---- 本文の一部
山川正宣と広瀬旭荘

更新日:2021年02月01日

ページID : 3337

山川正宣『寧楽西京薬師寺仏足跡和歌(仏足石和歌集解)』文政9

(写真)寧楽西京薬師寺仏足跡和歌

(C)池田市教育委員会(池田市立歴史民俗資料館) 
(『蝸牛廬文庫目録(2)』より) 

山川正宣と広瀬旭荘

 衰徴の途をたどる池田文学にあって、当時最大の酒造家西大和屋の当主山川正宣(1790~1863)が池田学派最後の文人として頭角を現した。かれは京郡上賀茂の神官賀茂季鷹に師事し、和歌・国学を修め、大和薬師寺にある仏足石の碑文に関する論攷『仏足石和歌集解』や神武天皇から平城天皇にいたる御陵に関する『山陵考略』などを著した国学者である。とくに、文久3年(1863)のちに述べる旭荘が正宣のもとを誘れた際には、おおいに攘夷論を語ったといわれている。
--------
課題の要件 —
• 1. 山川正宣についての文章のうち、「衰徴の途をたどる」で始まる段落に名前が出てくる人物を、すべて挙げてください。
• 2. 山川正宣についての文章から、「ページID : 3337」から「夷論を語ったといわれている。」までの部分を一字一句違えずに書き写してください。
---- 記録の抜粋
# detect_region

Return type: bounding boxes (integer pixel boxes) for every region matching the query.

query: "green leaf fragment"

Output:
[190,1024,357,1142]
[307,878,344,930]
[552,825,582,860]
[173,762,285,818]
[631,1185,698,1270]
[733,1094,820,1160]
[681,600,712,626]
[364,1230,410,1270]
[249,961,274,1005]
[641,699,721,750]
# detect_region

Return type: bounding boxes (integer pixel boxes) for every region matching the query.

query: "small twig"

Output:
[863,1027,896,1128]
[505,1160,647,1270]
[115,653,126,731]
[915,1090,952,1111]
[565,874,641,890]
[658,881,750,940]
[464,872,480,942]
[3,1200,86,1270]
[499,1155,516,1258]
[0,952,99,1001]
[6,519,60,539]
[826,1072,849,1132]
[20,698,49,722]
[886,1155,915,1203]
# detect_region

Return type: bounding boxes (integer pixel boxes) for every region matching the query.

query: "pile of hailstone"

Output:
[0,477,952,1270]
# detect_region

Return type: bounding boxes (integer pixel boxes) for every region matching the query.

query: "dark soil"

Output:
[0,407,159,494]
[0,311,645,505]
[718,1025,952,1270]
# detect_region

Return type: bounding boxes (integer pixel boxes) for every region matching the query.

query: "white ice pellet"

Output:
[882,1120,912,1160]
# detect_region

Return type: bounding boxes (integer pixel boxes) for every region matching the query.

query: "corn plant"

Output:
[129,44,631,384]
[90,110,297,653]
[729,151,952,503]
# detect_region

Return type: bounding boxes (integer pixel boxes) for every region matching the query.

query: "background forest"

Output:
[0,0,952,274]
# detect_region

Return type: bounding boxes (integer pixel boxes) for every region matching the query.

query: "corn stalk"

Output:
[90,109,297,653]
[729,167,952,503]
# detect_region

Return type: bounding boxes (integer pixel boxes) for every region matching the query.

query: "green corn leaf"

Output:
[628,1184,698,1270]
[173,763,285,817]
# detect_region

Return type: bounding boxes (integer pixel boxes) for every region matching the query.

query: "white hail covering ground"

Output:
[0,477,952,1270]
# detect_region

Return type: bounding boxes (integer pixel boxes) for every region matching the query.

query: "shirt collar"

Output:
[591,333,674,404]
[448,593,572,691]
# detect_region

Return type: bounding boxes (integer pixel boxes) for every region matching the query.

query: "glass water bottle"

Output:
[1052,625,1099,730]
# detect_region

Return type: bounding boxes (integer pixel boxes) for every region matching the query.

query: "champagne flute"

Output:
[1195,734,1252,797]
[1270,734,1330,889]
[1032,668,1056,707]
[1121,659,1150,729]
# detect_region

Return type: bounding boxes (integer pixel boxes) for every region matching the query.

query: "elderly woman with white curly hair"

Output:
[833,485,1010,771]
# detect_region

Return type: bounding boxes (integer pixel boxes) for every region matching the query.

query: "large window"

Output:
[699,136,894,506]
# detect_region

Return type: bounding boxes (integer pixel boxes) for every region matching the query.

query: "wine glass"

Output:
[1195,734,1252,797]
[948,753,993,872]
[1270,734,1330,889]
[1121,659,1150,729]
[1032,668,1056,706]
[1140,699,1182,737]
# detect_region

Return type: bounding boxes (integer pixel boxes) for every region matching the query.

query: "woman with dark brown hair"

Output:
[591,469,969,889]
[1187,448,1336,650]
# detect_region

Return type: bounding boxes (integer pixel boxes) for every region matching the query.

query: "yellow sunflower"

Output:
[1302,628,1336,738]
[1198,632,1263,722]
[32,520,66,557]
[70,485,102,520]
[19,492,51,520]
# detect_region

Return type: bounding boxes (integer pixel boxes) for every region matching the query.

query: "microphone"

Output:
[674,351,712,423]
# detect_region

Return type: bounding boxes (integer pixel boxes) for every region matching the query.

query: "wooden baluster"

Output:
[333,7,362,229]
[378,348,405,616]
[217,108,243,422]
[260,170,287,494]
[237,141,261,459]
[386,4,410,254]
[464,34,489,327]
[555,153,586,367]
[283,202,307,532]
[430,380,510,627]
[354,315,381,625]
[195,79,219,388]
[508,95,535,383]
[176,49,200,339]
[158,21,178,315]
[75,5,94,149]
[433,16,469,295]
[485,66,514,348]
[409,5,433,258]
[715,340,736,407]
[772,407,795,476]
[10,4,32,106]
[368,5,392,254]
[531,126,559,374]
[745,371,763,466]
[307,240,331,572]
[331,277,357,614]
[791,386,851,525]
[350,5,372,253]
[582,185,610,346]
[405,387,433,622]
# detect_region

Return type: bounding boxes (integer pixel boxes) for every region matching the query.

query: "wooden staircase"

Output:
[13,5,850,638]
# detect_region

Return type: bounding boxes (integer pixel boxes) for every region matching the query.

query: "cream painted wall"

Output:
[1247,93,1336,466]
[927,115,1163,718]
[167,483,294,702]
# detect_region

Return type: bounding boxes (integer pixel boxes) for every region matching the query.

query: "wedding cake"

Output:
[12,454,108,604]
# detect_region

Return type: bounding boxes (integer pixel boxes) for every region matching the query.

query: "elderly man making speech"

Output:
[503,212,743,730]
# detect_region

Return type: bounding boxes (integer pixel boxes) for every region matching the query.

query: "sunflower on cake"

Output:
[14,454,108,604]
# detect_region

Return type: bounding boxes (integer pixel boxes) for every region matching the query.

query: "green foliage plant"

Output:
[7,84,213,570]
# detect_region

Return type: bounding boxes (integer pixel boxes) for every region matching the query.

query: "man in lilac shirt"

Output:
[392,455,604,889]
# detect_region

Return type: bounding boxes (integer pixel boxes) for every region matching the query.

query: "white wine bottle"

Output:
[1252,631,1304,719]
--------
各課題の解答 —
• 1. 山川正宣、賀茂季鷹、神武天皇、平城天皇、旭荘

• 2.
ページID : 3337

山川正宣『寧楽西京薬師寺仏足跡和歌(仏足石和歌集解)』文政9

(写真)寧楽西京薬師寺仏足跡和歌

(C)池田市教育委員会(池田市立歴史民俗資料館) 
(『蝸牛廬文庫目録(2)』より) 

山川正宣と広瀬旭荘

 衰徴の途をたどる池田文学にあって、当時最大の酒造家西大和屋の当主山川正宣(1790~1863)が池田学派最後の文人として頭角を現した。かれは京郡上賀茂の神官賀茂季鷹に師事し、和歌・国学を修め、大和薬師寺にある仏足石の碑文に関する論攷『仏足石和歌集解』や神武天皇から平城天皇にいたる御陵に関する『山陵考略』などを著した国学者である。とくに、文久3年(1863)のちに述べる旭荘が正宣のもとを誘れた際には、おおいに攘夷論を語ったといわれている。